Output the listing below exactly, minus its images.

INPUT RECORDS:
[Start of Attachment]

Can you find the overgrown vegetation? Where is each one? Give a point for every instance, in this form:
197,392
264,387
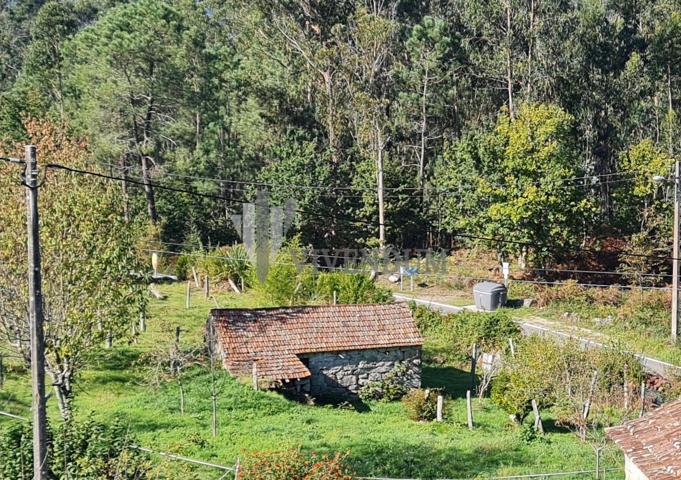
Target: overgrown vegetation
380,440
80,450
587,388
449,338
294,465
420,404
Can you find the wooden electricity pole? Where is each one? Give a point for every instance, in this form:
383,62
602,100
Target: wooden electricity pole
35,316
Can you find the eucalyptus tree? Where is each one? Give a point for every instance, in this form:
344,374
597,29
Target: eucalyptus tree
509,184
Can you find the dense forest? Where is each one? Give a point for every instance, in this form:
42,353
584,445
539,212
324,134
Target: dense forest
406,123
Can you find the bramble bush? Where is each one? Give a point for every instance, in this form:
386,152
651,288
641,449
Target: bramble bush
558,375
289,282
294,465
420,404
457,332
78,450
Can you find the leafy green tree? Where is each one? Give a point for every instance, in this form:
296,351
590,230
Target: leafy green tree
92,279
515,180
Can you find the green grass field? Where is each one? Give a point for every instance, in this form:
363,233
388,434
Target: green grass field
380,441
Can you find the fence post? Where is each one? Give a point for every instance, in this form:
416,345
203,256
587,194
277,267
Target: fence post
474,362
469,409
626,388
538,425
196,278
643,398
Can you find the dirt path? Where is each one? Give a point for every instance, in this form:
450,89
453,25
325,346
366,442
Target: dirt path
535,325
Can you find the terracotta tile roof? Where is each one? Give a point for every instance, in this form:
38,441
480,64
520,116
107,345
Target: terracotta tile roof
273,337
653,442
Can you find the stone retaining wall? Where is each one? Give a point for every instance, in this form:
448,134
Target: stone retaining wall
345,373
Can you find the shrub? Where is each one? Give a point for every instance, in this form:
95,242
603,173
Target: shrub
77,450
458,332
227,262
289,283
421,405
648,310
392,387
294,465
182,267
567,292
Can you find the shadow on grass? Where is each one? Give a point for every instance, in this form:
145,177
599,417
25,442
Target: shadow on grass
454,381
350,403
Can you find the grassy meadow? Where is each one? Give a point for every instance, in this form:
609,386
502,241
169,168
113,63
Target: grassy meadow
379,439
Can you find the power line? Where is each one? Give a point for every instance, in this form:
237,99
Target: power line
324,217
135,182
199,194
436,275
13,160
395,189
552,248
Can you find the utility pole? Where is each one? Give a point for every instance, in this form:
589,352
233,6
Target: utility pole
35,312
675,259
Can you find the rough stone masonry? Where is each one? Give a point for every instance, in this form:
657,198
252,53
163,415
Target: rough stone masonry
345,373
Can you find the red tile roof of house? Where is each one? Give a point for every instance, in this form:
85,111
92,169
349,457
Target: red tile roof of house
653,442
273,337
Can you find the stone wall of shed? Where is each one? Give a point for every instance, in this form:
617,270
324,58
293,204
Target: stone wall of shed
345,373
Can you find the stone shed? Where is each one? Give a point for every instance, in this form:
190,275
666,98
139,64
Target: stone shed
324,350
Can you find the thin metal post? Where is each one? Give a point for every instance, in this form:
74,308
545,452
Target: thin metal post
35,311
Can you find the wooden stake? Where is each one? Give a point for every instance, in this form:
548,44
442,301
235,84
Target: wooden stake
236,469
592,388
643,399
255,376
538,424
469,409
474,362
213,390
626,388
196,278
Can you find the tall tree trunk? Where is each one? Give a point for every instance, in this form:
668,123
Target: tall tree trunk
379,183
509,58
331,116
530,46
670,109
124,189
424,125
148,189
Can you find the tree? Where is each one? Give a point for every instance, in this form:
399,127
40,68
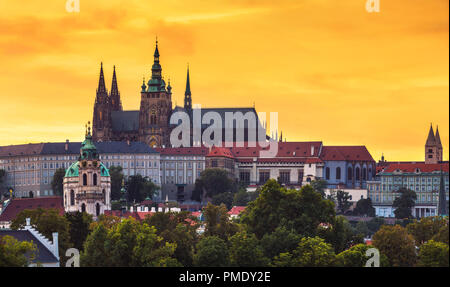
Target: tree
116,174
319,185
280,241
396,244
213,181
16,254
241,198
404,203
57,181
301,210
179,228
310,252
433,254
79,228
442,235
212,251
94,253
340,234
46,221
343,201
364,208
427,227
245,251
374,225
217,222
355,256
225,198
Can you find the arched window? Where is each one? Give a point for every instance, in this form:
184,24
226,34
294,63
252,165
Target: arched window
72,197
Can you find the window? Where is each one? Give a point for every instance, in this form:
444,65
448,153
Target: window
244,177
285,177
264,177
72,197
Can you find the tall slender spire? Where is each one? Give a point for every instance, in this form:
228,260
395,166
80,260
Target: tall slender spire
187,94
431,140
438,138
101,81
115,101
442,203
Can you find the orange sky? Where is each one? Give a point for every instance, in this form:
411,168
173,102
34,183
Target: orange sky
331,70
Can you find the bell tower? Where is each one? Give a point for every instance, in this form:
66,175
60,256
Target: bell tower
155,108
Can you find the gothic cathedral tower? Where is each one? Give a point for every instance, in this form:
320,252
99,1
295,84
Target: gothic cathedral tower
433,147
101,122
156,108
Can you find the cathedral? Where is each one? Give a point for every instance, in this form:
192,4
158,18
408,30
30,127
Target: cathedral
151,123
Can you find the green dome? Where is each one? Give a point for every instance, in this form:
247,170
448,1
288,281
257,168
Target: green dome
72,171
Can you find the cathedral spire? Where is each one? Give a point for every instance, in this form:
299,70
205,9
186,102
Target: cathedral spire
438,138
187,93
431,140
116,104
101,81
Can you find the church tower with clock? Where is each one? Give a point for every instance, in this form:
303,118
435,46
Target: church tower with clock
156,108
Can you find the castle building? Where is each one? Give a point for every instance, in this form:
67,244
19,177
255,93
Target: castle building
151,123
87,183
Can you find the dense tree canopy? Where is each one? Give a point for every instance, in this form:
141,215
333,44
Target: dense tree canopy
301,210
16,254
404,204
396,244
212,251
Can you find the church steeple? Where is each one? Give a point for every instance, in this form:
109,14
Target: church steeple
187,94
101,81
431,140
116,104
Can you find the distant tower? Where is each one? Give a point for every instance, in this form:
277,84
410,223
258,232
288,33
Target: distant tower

[End of Attachment]

WRITTEN SOLUTION:
Can you find the overgrown vegetation? Where is each one? Give a point for every instance, in this form:
197,392
264,387
Target: overgrown vegetation
380,440
80,450
587,388
449,338
294,465
420,404
Can you find the wooden electricity pole? Where is each one? Give a point for every instance, in this form:
383,62
602,100
Target: wooden electricity pole
35,316
Can you find the eucalyptus tree? Where is each one? Give a point for every instance, in this form:
344,374
597,29
Target: eucalyptus tree
509,184
Can you find the dense forest? Where is each one? Give a point for every instance, in this form:
42,353
584,445
539,212
324,134
Target: dense forest
406,123
Can you find the bramble bush? Where is each one? Give a point for every instance, in this form:
386,152
651,288
641,449
Target: bramble bush
558,375
289,282
294,465
420,404
457,332
78,450
Can you find the leafy green tree? Where is each one? Give a point for every instance, in this form:
296,351
590,230
Target: leafy green tree
92,279
515,180
Can you find the green grass field? Where is each one? Give a point for every instance, in this form:
363,233
388,434
Target: green grass field
380,441
Can you find the fence post? Where is each one? Give a point for every instance, in this form:
416,345
203,256
587,194
277,267
Target: fence post
474,362
469,409
626,388
538,425
196,278
643,398
Can you find the dirt path? Where is each one? Give a point for every instance, in this form:
450,89
453,25
325,346
366,442
Target: dirt path
535,325
Can you find the terracotta tile roof? Where is each one? Give a point for every instance, in this form:
38,441
480,64
520,116
107,345
Target: terracotta tile roof
273,337
653,442
Can you find the stone retaining wall? Where is each one? Give a point for every instance, in this form:
448,134
Target: stone retaining wall
345,373
Can you find the shrub? Where is each one? Give a point for every instance, in this form:
95,242
603,173
Target: shrub
77,450
458,332
227,262
289,283
421,405
648,310
392,387
294,465
182,267
567,292
Can you find the shadow on grass? Where is each one? Give a point for every instance, in this form:
145,177
599,417
25,442
Target: shadow on grass
454,381
350,403
Can you find the grassy meadow? Where is each one? Give a point for every instance, in this form:
609,386
502,241
169,168
113,63
Target: grassy meadow
379,439
Can you find the power line? Where is each one? Give a point for every instance, in this form:
237,99
Target: power line
324,217
135,182
199,194
436,275
13,160
395,189
552,248
Can you find the utility pole? Where is each one? Give a point for every instance, in this form:
589,352
233,6
Target: utility pole
35,312
675,259
Can you find the rough stone masonry? Where is each one? Give a point for every instance, in this form:
657,198
252,53
163,415
Target: rough stone masonry
345,373
Can you find the red tile roof of house? Where is each one? Give a point for every instance, in this form:
85,111
92,169
349,457
Target: red tile roof of house
653,442
273,337
Can you find the stone wall of shed? Where is each one? Give a point for every instance, in this form:
617,270
324,58
293,204
Target: stone wall of shed
345,373
Can you find the stone shed? Where is each one? Give a point for every instance, in this form:
190,275
666,98
139,64
Target: stone shed
324,350
Can you find the thin metal post? Where is each one? Give a point for every instance, in this form:
74,308
545,452
Target: thin metal post
35,311
Can you find the wooden stake? Where is each one? Give a point for every instance, in this form:
548,44
442,301
235,84
Target: wooden stake
236,469
592,388
643,399
255,376
538,424
469,409
474,362
213,390
626,388
196,278
Can you find the tall tree trunk? Where is each one? Give a point for every instance, in this form:
668,123
Target: tall tree trunk
379,183
509,58
331,116
530,46
670,109
124,189
424,125
148,189
Can you find the tree? Where is each one? Give a point for every instance, in this form:
399,127
40,68
Target: tree
116,174
319,185
280,241
396,244
213,181
16,254
241,198
404,203
57,181
301,210
179,228
310,252
433,254
79,228
442,235
212,251
94,253
340,234
46,221
343,201
364,208
427,227
245,251
374,225
217,222
355,256
225,198
Can you find the arched window? Where is each one? Give a point for every instance, in this form:
184,24
226,34
294,63
252,165
Target: arched window
72,197
Can you find the window? Where is each one? Give a point for every instance, in this form:
444,65
448,153
Target: window
244,177
285,177
264,177
72,197
Can you find the tall slender spire? Where is each one? Give a point for every instance, in this form:
228,260
395,166
80,260
Target: tall slender spire
187,94
431,140
438,138
101,81
115,101
442,203
Can you find the orange sky? Where is each one? Give a point for every instance, in this form:
411,168
173,102
34,183
Target: orange sky
331,70
Can you find the bell tower? Where is each one? Give a point for every instance, in this form:
66,175
60,256
Target: bell tower
155,108
Can you find the gothic cathedral tower? Where is each one? Give a point for every instance, in this form:
320,252
99,1
295,84
Target: gothic cathedral tower
433,147
101,122
156,108
Can you find the cathedral? Where is each one? Give a point for every instance, in this form:
192,4
158,18
408,30
30,127
Target: cathedral
151,123
Can you find the green dome? Where is each one? Give a point for every instance, in this form:
247,170
448,1
288,281
257,168
Target: green dome
72,171
Can you find the cathedral spire? Where is each one? Give a point for every instance, in this form:
299,70
205,9
186,102
Target: cathedral spire
438,138
187,93
431,140
116,104
101,81
Can you find the church tower with clock? Where is each one? Give a point for every instance, in this form:
303,118
435,46
Target: church tower with clock
156,108
Can you find the castle building? Where is each one? Give a point for every instance, in this form:
67,244
19,177
255,93
Target: castle building
151,123
87,183
Can you find the dense tree canopy? Where is each one? Give a point for every instance, in this form:
141,215
333,44
Target: dense tree canopy
301,210
16,254
404,204
396,244
212,251
Can you find the church steeple? Where is each one? Give a point for every instance, in this form:
109,14
Target: church steeple
187,94
101,81
431,140
116,104
Can you find the distant tower? Where is each one? Give a point for every instance, in this form:
277,84
410,223
258,232
288,33
Target: distant tower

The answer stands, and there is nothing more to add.